Researchers at Penn Medicine have found a potential solution to antibiotic resistance with bacteria-killing wasp venom.

In a study published Monday, researchers at the Perelman School of Medicine at Penn found antibiotic properties in a protein within the venom of the Korean yellow jacket wasp. The study's findings may be key in the fight against the increasing numbers of antibiotic-resistant bacteria, Penn Medicine News reported, because this peptide could potentially be repurposed into an antibiotic treatment.

According to the CDC, as more antibiotics are employed in fighting illnesses, germs like bacteria begin to mutate and form defenses against antibiotics. Because of this, biomedical researchers are racing to find a solution to antibiotic resistance.

"Antibiotic resistance is one of the biggest public health challenges of our time. Each year in the U.S., at least 2.8 million people get an antibiotic-resistant infection, and more than 35,000 people die," the CDC website reads.

◆ ◆ ◆

WORK INSTRUCTION 1: List every organization, institution, or news outlet that the wasp venom passage names.
WORK INSTRUCTION 2: Duplicate the part of the wasp venom passage between "In a study published" and "an antibiotic treatment.", inclusive.
The data play no role in the tasks on the wasp venom passage.

DATASET SECTION:

◆ ◆ ◆

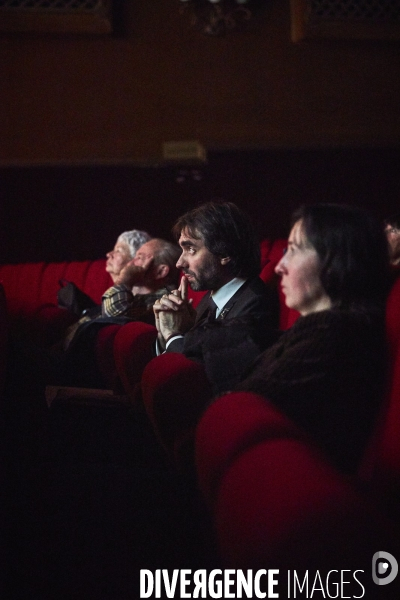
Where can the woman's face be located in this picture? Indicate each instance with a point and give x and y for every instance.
(299, 269)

◆ ◆ ◆

TASK OUTPUT 1:
- Penn Medicine
- Perelman School of Medicine at Penn
- Penn Medicine News
- CDC

TASK OUTPUT 2:
In a study published Monday, researchers at the Perelman School of Medicine at Penn found antibiotic properties in a protein within the venom of the Korean yellow jacket wasp. The study's findings may be key in the fight against the increasing numbers of antibiotic-resistant bacteria, Penn Medicine News reported, because this peptide could potentially be repurposed into an antibiotic treatment.